*** DOCUMENT SEGMENT Section Begins ***

Twentynine Palms --
“Brotherhood means I will always come for you, no matter the cost.”
April 14, 2017, began as another breezy desert day, but gradually, family, friends and service members old and new began to gather on the road in front of the military working dog kennels. The weather calmed, almost as if Mother Nature recognized the occasion and chose to pay her respect. The crowd had gathered to bear witness to the official renaming of a road aboard the Combat Center in honor of Staff Sgt. Christopher Diaz, a Marine, father, brother and friend, who made the ultimate sacrifice to help a brother in arms.
“The first time he was able to deploy, he called me to brag that he was getting ready to go to Iraq,” said then Sgt. Diaz’s older brother Ray Diaz, a Marine Corps veteran. “I knew he was a Marine but all I saw was my baby brother. The last deployment he went on, I talked to him and told him to take care and be safe. When we got word that he gave his life to take care of another Marine’s, I knew he’d made a sacrifice that no one could ever repay.”
The Ultimate Sacrifice
On Sept. 28, 2011 Sgt. Diaz was serving as a military working dog handler with 1st Marine Special Operations Battalion. He was conducting a combat patrol in the Upper Gereshk Valley of the Helmand Province in Afghanistan, in support of Operation Enduring Freedom when he was tasked with clearing a reported improvised explosive device from inside a checkpoint. After the team’s explosive ordnance disposal technician was severely injured by an explosion, Sgt. Diaz immediately reacted without regard for his own safety and moved to treat his injured team member. Fully aware of the enemies’ tendency to emplace secondary improvised explosive devices in the immediate vicinity of the primary charge, Sgt. Diaz and other first responders attempted to evacuate their injured Marine and there was a second explosion, immediately killing him and two others.
For his selfless actions, Sgt. Diaz was posthumously promoted to the rank of staff sergeant and awarded the Bronze Star medal with Combat “V”.
“I read a good bit about [Staff Sgt. Diaz], and one of the key things that was said was, he never thought about himself first and that final act of his; you can’t get much more selfless than that,” said Combat Center Commanding General, Brig. Gen. William F. Mullen III. “The most important part to me is how we remember people. As long as we can remember them, especially if we honor them, they never really go away. They’ll always be with us.”
Making of a Warrior
Staff Sgt. Diaz, born Sept. 4, 1984, was raised alongside two brothers by loving parents. Upon graduation from La Cueva High School in Albuquerque, New Mexico, Staff Sgt. Diaz followed in his older brother’s footsteps and enlisted in the Marine Corps in 2003.

*** DOCUMENT SEGMENT Section Ends ***
*** RECORDS Section Begins ***

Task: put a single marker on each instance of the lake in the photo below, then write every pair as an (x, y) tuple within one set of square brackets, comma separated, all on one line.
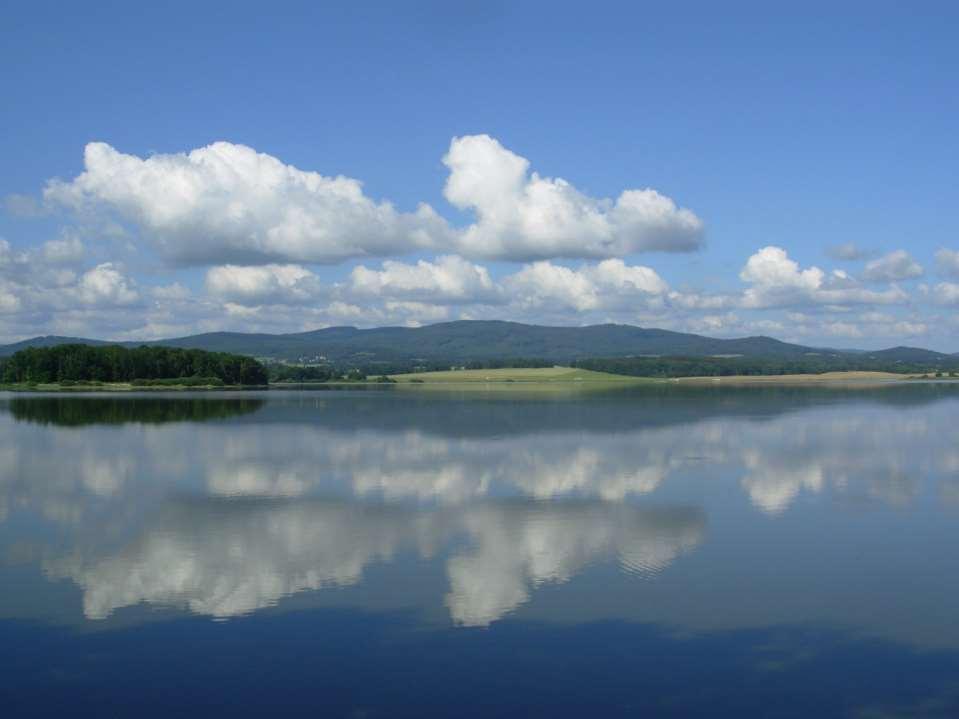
[(654, 551)]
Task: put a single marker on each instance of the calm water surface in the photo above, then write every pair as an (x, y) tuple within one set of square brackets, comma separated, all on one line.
[(665, 551)]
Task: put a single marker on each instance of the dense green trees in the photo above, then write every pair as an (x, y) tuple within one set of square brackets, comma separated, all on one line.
[(728, 366), (112, 363)]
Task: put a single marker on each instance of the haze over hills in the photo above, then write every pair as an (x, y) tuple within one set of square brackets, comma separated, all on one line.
[(477, 340)]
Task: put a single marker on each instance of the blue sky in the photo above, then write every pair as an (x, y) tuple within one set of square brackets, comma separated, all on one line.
[(734, 170)]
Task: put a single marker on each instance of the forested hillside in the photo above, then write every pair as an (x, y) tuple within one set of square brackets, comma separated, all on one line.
[(112, 363)]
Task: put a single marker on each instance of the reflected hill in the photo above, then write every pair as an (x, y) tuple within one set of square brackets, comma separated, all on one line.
[(82, 411), (475, 414)]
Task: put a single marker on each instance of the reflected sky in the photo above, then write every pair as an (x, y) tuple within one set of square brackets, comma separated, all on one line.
[(694, 510)]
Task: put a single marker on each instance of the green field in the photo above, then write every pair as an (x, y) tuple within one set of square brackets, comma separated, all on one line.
[(539, 375)]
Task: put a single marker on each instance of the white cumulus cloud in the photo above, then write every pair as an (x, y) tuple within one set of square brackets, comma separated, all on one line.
[(446, 279), (523, 216), (263, 284), (606, 285), (778, 281), (229, 203), (893, 267)]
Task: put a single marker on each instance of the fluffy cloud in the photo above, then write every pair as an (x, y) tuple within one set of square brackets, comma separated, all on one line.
[(265, 284), (947, 262), (446, 279), (778, 281), (606, 285), (229, 203), (106, 285), (893, 267), (523, 216), (848, 251)]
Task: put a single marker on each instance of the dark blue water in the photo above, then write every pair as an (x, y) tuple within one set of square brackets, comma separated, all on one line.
[(667, 551)]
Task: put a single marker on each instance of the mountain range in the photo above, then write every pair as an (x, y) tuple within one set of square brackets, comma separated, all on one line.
[(478, 340)]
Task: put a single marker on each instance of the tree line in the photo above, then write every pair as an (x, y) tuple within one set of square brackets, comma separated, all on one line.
[(730, 366), (113, 363)]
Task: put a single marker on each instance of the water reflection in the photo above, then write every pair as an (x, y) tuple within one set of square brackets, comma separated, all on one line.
[(229, 558), (295, 494), (67, 411)]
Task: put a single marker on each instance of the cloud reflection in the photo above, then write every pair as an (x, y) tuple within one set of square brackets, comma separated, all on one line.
[(225, 558)]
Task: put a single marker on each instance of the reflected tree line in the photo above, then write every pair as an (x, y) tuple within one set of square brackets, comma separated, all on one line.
[(78, 412)]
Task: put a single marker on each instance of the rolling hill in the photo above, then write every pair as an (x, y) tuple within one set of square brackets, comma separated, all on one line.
[(463, 341)]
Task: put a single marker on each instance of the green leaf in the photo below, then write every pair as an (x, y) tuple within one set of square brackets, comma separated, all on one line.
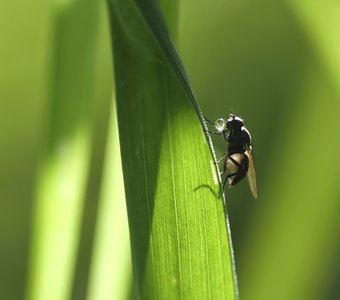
[(181, 247)]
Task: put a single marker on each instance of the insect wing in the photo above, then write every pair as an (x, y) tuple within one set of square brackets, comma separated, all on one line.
[(251, 173)]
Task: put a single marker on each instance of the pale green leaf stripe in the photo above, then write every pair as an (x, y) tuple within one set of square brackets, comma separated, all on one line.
[(64, 167), (180, 246)]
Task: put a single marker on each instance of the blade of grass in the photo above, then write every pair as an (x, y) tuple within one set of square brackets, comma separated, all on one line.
[(110, 273), (64, 167), (180, 245)]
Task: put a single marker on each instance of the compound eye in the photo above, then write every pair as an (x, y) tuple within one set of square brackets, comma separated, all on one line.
[(220, 125)]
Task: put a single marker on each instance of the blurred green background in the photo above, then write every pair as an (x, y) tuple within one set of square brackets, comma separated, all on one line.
[(275, 63)]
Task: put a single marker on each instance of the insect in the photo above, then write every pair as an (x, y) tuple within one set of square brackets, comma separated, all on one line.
[(238, 161)]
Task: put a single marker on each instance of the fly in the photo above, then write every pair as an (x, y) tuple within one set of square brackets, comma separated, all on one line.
[(238, 161)]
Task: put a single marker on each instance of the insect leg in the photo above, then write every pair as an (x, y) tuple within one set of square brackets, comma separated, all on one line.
[(235, 162), (211, 123)]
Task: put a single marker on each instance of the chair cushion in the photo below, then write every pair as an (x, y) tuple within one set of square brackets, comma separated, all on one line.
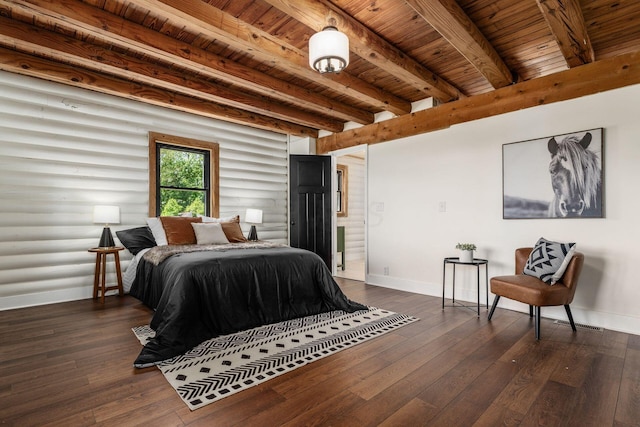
[(548, 260), (529, 290)]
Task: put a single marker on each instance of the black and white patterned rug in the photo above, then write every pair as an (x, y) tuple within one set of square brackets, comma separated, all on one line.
[(228, 364)]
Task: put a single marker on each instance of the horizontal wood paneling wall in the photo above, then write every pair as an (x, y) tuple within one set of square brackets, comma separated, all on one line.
[(354, 222), (64, 150)]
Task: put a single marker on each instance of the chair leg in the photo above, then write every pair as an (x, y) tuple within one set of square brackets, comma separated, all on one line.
[(493, 306), (568, 310), (537, 322)]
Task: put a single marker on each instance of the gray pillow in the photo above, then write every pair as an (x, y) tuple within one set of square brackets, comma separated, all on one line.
[(549, 260), (136, 239)]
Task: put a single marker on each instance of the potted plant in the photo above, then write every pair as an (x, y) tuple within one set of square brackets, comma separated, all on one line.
[(467, 251)]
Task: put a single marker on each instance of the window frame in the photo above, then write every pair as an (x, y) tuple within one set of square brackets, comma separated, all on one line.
[(156, 139)]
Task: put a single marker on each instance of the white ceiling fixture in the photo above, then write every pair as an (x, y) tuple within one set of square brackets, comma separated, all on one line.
[(329, 50)]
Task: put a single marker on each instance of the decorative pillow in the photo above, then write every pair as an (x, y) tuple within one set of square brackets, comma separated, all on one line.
[(233, 231), (136, 239), (209, 233), (549, 260), (179, 230), (158, 231), (235, 218)]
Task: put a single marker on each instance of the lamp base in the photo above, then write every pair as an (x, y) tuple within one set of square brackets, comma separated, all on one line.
[(106, 240), (253, 234)]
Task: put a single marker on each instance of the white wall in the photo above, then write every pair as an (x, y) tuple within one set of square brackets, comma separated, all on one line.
[(63, 150), (462, 166)]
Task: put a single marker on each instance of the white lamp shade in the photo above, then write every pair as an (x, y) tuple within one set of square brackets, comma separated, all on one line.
[(253, 216), (329, 50), (103, 214)]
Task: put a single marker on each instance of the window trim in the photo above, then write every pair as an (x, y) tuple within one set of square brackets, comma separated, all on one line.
[(214, 170)]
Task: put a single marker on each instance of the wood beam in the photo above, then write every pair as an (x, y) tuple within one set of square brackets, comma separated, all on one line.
[(43, 43), (567, 25), (448, 19), (27, 65), (600, 76), (217, 24), (90, 21), (369, 46)]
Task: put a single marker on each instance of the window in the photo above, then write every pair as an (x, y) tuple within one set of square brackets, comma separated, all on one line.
[(183, 176)]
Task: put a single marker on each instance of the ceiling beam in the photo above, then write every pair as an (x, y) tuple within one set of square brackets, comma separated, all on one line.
[(43, 43), (448, 19), (217, 24), (369, 46), (110, 29), (599, 76), (28, 65), (567, 25)]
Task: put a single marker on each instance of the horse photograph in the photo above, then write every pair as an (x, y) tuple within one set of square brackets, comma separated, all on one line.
[(554, 177)]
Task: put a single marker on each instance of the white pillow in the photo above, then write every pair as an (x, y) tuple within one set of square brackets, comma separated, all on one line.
[(212, 219), (158, 231), (209, 233)]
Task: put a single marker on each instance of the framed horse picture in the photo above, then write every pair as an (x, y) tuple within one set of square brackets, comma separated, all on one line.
[(558, 176)]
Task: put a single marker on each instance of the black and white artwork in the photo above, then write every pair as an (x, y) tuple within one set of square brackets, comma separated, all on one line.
[(558, 176)]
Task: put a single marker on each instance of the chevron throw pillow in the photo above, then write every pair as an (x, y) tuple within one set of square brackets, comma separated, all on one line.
[(549, 260)]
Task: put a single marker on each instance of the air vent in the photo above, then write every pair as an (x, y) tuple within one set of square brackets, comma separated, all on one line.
[(580, 325)]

*** RECORDS Section Ends ***

- _YOUR TASK_:
According to the article about the road renaming, which medal was Diaz posthumously awarded?

- _ANSWER AREA_:
The Bronze Star medal with Combat "V".